EXERCISE REQUIREMENTS:
#1 Answer these questions about the interview with Dominic Murcott:
(a) Which kind of classical music competition does he call the most heinous?
(b) What fee does he say you pay to enter the competitions he criticizes?
(c) What does he say marking is, rather than being 'true'?
#2 Write a continuation of the interview with Dominic Murcott, picking up right after its last sentence.

___ QUOTED TEXT

DOMINIC MURCOTT – Head of Composition, Trinity Laban

CS: What are the joys of this competition, in your view?

DM: Well, first, anyone who enters gets a performance. For me, the tradition of a lot of classical music competitions (the most heinous being the orchestral competitions) is problematic: you pay £25 and you send in the piece that has taken you two years to write, and then they let you know if you’ve won or not. The world must have a lot of garages containing folders of unplayed pieces! I always think this is a disappointing way of running a competition. The joy of this one is that anyone who enters actually works with the pianist and gets their work played.

The other great thing about it is that it demands a relationship with the pianist. In professional life, especially as you get into orchestral writing, that relationship with a performer disappears, and it all becomes narcissistic, about the composer’s own experience. The nice thing about this is that to do it well, you have to build a relationship with the player. You can’t help but benefit from that. Whether you win or not, it doesn’t matter: you’ve developed this relationship, you’ve had a piece played, and you’ve learnt not only about yourself as a composer but about the performer as well.

CS: Any negative aspects?

DM: Well, you know, writing music is hard. Some people find writing music easy, but I know some very successful composers who find it hard. So for the (generally) young people who enter this competition, it’s challenging! They’re self-critical, they feel under pressure from all quarters, and so there’s just that emotional challenge of creating something and then putting yourself up for critique.

Competitions are weird things – they’re not true. It’s rather like the issue of marking, which is something we’ve been doing a lot of work on at TL recently. You know, marking isn’t ‘true’, it’s a considered opinion that has gone through a process. Maybe if you get enough marking by enough different people, you could approach something that could feel like truth, but a single exam is not truth, and a single competition is absolutely not truth because it’s someone’s opinion. The prize will go to the piece that the adjudicator likes, and that’s fine, as long as people can separate personal sleight from just the fact that someone liked someone else’s music more than yours because it fitted their own model more than yours did.

______
___ ENTRIES PROVIDED

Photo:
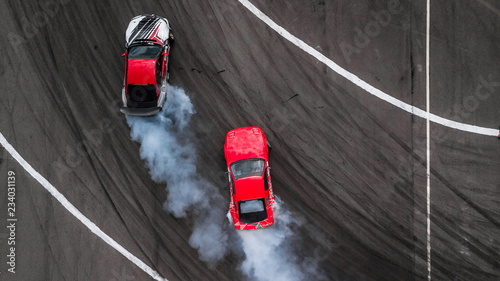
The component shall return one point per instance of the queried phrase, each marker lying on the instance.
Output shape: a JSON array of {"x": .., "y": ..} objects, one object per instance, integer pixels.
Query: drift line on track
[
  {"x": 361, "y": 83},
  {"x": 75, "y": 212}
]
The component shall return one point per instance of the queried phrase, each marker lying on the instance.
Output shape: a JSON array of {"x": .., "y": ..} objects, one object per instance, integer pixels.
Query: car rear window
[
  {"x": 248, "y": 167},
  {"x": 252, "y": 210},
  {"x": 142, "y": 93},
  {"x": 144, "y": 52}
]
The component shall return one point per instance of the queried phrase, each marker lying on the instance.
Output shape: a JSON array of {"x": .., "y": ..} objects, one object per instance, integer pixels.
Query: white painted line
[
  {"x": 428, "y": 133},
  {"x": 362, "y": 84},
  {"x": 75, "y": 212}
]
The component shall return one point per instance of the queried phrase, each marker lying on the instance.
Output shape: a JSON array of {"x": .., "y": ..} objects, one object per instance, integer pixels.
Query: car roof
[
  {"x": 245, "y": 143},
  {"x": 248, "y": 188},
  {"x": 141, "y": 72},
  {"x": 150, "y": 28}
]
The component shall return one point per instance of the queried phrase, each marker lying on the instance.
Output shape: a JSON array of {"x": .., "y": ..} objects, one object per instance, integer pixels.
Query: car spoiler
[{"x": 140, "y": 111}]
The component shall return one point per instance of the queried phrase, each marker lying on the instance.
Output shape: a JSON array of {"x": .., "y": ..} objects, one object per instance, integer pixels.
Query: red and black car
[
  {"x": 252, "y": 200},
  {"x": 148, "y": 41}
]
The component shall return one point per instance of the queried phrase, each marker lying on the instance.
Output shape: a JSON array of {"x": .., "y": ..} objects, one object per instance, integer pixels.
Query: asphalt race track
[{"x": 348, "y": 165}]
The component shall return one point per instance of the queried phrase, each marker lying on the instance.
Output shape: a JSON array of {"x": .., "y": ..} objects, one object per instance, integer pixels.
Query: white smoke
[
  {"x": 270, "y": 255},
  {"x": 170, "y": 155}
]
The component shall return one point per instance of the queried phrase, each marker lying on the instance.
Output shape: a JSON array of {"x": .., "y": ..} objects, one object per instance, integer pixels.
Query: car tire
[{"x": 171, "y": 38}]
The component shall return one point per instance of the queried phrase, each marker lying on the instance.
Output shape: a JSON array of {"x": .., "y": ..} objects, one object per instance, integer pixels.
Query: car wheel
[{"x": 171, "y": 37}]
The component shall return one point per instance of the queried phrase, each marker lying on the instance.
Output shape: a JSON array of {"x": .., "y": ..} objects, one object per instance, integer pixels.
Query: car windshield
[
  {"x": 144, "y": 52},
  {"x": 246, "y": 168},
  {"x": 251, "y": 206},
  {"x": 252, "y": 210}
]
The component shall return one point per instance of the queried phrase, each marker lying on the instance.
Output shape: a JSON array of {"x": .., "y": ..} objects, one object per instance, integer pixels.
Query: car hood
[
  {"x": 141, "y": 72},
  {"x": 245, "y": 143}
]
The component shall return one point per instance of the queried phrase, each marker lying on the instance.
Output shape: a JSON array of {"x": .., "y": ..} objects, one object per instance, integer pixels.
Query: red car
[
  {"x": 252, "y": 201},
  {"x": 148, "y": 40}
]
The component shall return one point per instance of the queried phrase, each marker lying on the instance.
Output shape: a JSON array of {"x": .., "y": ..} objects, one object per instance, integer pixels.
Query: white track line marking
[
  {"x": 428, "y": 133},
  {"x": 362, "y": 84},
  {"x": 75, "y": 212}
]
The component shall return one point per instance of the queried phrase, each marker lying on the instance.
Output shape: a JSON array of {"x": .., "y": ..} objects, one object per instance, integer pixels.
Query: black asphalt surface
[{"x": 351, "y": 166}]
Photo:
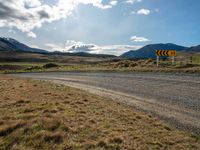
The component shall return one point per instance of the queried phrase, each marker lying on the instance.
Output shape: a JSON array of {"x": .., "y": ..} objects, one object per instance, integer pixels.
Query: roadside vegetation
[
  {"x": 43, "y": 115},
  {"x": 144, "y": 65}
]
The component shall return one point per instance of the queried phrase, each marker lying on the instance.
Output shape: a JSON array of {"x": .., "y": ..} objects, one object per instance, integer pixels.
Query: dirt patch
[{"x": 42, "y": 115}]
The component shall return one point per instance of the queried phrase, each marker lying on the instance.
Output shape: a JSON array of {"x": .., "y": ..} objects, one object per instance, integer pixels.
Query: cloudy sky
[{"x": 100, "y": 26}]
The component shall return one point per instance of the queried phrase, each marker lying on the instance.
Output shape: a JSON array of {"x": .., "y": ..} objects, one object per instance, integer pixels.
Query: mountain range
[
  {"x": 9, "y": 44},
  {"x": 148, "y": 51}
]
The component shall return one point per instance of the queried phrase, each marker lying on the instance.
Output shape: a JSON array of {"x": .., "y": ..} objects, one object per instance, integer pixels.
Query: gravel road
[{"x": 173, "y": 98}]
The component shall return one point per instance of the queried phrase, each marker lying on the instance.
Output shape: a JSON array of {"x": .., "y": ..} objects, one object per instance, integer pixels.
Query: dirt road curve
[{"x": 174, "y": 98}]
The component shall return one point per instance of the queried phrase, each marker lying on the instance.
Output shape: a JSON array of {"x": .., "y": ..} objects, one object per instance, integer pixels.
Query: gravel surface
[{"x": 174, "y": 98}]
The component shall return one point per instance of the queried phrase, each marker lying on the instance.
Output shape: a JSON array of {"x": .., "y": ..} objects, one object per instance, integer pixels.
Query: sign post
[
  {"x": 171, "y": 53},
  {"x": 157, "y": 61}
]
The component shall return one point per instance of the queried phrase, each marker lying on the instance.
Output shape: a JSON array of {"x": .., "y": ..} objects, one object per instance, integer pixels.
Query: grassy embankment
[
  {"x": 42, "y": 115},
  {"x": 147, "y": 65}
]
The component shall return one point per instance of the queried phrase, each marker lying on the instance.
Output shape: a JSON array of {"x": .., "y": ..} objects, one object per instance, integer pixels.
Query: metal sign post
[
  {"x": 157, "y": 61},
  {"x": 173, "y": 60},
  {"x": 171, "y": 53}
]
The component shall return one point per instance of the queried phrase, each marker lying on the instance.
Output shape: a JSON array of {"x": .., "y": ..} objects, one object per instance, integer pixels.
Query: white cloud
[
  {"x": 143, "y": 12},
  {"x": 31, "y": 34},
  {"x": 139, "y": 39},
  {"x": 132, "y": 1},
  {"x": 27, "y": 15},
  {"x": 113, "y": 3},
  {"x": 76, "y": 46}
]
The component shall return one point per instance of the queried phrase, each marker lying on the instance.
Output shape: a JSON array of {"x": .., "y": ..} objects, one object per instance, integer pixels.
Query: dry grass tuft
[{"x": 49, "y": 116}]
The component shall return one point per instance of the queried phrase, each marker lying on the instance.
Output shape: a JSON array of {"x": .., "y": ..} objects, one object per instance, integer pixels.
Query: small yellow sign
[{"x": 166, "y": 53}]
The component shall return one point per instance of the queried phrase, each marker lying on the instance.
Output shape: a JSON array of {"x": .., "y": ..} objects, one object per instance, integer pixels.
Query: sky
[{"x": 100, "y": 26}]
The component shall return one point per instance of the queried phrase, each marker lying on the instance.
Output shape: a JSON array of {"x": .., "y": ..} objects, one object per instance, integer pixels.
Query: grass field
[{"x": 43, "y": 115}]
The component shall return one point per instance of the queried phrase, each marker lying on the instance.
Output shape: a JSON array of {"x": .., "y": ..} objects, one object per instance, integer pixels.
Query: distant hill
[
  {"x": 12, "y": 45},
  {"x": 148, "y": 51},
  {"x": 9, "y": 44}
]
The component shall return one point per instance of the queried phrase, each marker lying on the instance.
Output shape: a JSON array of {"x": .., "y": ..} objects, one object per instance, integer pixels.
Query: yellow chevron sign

______

ANSWERS PROVIDED:
#1
(a) Orchestral competitions.
(b) £25.
(c) A considered opinion that has gone through a process.

#2
CS: Is it a challenge to compose for the piano?

DM: We could imagine a time where anyone who studied composition at a conservatoire had to be a fine pianist. Arguably it would be a nice place to go back to. But the truth is, today, our composers are hardly pianists at all. I’m certainly not! Writing for the piano when you’re not a pianist is really hard. It is actually a mystery instrument. So yes, it is a real challenge. If you write for the harp, you know, composers get away with writing great ideas but using terrible technique – it’s almost accepted that hardly any one writes well for the harp! Whereas with the piano, there’s an expectation of doing it well, pianistically. So it’s easy to forget how hard it is to write for the piano.

DOUGLAS FINCH – Professor of Piano and Composition, Trinity Laban

CS: Why is this competition special?

DF: Well, almost every year, the adjudicator comments that it’s fantastic, because it doesn’t exist anywhere else in the UK. It is unique. It has been held every year for at least 15 years, and in that time, we’ve never cancelled one – there has always been enough people to do it! Plus, it’s open to the public to come and listen.

CS: Why do pianists benefit from it?

DF: The most important thing is that pianists learn a new piece that has been written by someone they actually know – which a lot of them haven’t done before.

In some cases, they have very fruitful discussions, in terms of what comes out of that piece. Last year, for instance, a student’s piece went through all sorts of changes, not only with me [as their teacher], but with others… things we thought didn’t work at all, and we got the composer in and discussed it, and tried out all sorts of different things….

I think it’s also a chance for them to think about what other repertoire in 20th and 21st century would work alongside their new piece. You know, in other competitions, the contemporary piece can be a bit of a ‘token’. Often in those situations, everyone has to learn a contemporary piece, but no one has a real relationship with the composer, they just have to fit it in somehow with all their other repertoire. Whereas in this case, the pianist has a commitment to the composer. For instance, one of my students really didn’t like contemporary music, so she found a fairly conventional programme that sort of fitted the bill – what I call ‘easy listening’. And when it came to the piece written for her, we had a real conflict about it! I had to say “you’ve committed to it, so you’ve got to go through with it”. Despite pulling teeth and all that, it came off so well that the piece won the composition prize! My student suddenly realised that actually this wasn’t a bad piece, and it had made an effect. It was a revelation for her.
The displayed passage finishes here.